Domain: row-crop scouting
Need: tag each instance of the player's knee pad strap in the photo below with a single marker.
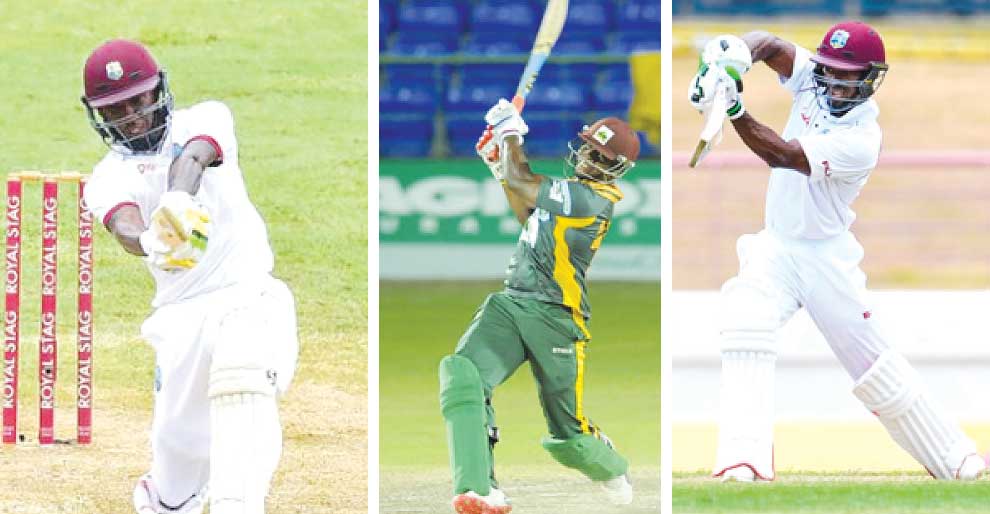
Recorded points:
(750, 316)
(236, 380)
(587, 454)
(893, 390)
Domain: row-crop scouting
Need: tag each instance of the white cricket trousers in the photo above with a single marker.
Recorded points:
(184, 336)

▶ _Exercise prompt_:
Pictures stay out; copy every entry above exactly.

▶ _Solution to the problem_:
Domain: row-crop scouting
Need: tag each instance of the player's knee pad strap in the photo below with a single marker.
Recorded points:
(750, 316)
(236, 380)
(587, 454)
(893, 390)
Domain: row-crop scouting
Need: tag each instance of the white cricket trousers in the photo above with a single marker.
Recorded points:
(184, 336)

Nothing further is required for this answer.